■ Source document

Rainwater harvesting systems are also able to provide water close to the point where it is used, thus reducing the need for long distance conveyance which is require by conventional water systems. Users of rainwater harvesting are also more likely to be water conscious and therefore conserve water more than conventional water users. (UNEP, 2002, p. 3)

 

Rainwater harvesting is also thought of as being “socially acceptable and environmentally responsible” (Khoury-Nolde, 2008, p. 7) in Europe. According to UN-HABITAT (2005, p. 3) the increase in ground water recharge could lead to raising the levels of wells and boreholes that were previously drying up. UN-HABITAT (2005, p. 3) also found rainwater harvesting could mitigate the effects of drought as well as being an ideal water source for areas that lacked or had inadequate access to other water sources. There would also be a saving of energy that would normally be required to lift ground water. Rainwater harvesting systems are also able to provide a decentralised water distribution system that will not be as vulnerable to natural disaster as a centralised system. Decentralised systems can also reduce urban water shortages and reduce pollution to natural rivers (Moglia, et al., 2011).

■ Data
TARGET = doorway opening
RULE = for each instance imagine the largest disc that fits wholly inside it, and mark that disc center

■ Given problem
Using the rainwater harvesting passage above, answer these questions:
1. What need does rainwater harvesting reduce by supplying water close to where it is used?
2. According to UN-HABITAT, what could the increase in ground water recharge raise?
3. What two things can decentralized systems reduce, according to Moglia et al.?

■ Task answer
1. The need for long-distance conveyance that conventional water systems require.
2. The levels of wells and boreholes that were previously drying up.
3. Urban water shortages and pollution to natural rivers.